## Objetivo
¿Puedes presentar como tabla Markdown todo lo que va desde la línea que contiene "of the marathon" hasta el final de las entradas, ambos extremos incluidos y sin líneas en blanco? Usa las columnas «Fila», con el número de fila, y «Línea», con el texto de cada una.

## Datos proporcionados
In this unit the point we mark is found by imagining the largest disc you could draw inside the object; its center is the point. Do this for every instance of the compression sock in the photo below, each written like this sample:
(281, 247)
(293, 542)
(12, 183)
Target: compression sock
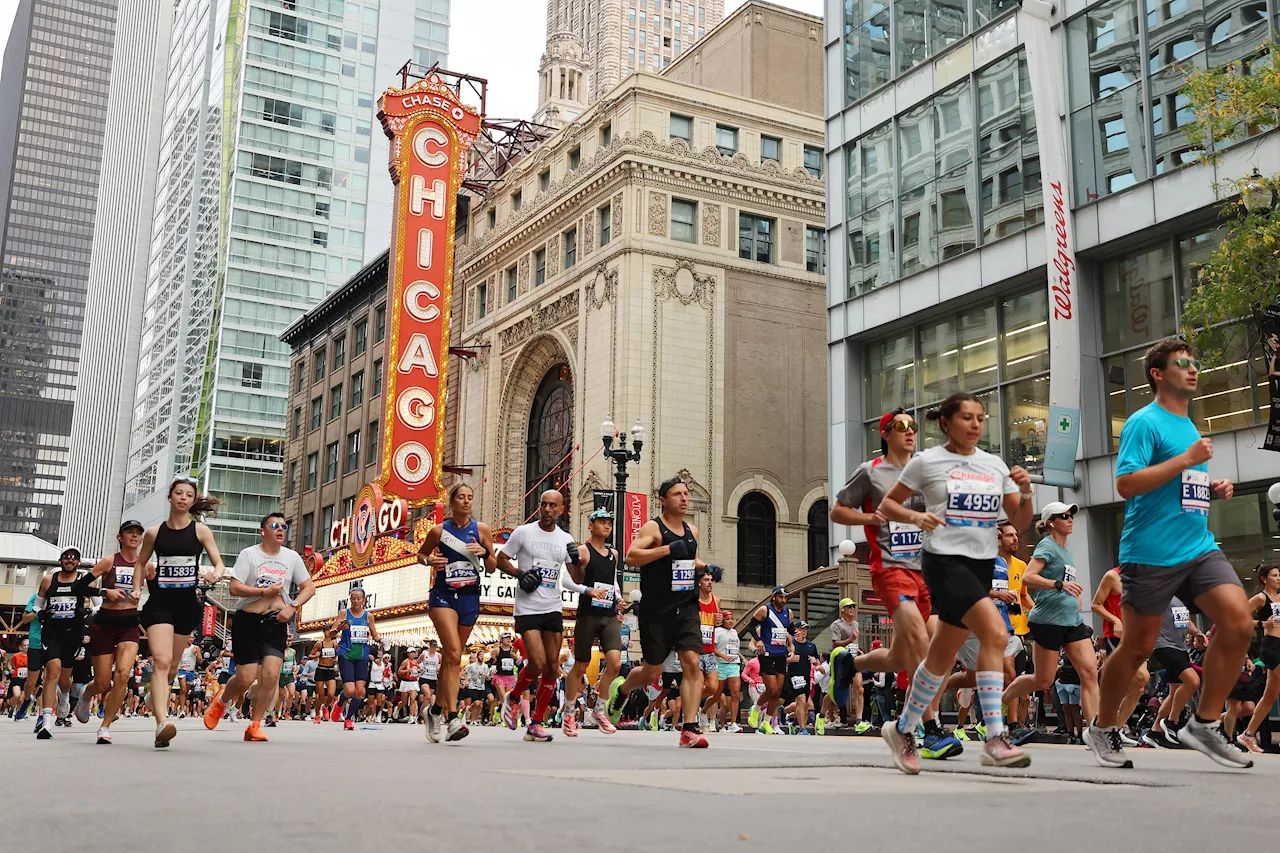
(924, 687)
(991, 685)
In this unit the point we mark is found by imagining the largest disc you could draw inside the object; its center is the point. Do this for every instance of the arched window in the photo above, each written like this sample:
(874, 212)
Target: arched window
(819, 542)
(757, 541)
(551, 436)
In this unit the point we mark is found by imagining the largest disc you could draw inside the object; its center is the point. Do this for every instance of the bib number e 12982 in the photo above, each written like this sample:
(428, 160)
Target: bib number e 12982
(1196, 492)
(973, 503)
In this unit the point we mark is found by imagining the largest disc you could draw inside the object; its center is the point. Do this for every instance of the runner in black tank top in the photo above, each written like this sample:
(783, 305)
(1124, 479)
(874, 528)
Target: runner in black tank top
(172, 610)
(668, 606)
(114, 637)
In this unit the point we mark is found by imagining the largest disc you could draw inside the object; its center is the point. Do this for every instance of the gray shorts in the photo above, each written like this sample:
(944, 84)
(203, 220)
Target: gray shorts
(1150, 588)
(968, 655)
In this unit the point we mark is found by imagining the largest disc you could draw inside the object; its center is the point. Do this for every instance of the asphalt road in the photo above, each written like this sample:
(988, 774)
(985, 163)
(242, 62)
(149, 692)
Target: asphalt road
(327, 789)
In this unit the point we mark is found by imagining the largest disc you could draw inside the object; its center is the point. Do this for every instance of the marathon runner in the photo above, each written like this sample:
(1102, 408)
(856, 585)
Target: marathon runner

## Respuesta escrita
| Fila | Línea |
|---|---|
| 1 | In this unit the point we mark is found by imagining the largest disc you could draw inside the object; its center is the point. Do this for every instance of the marathon runner in the photo above, each written like this sample: |
| 2 | (1102, 408) |
| 3 | (856, 585) |
| 4 | Target: marathon runner |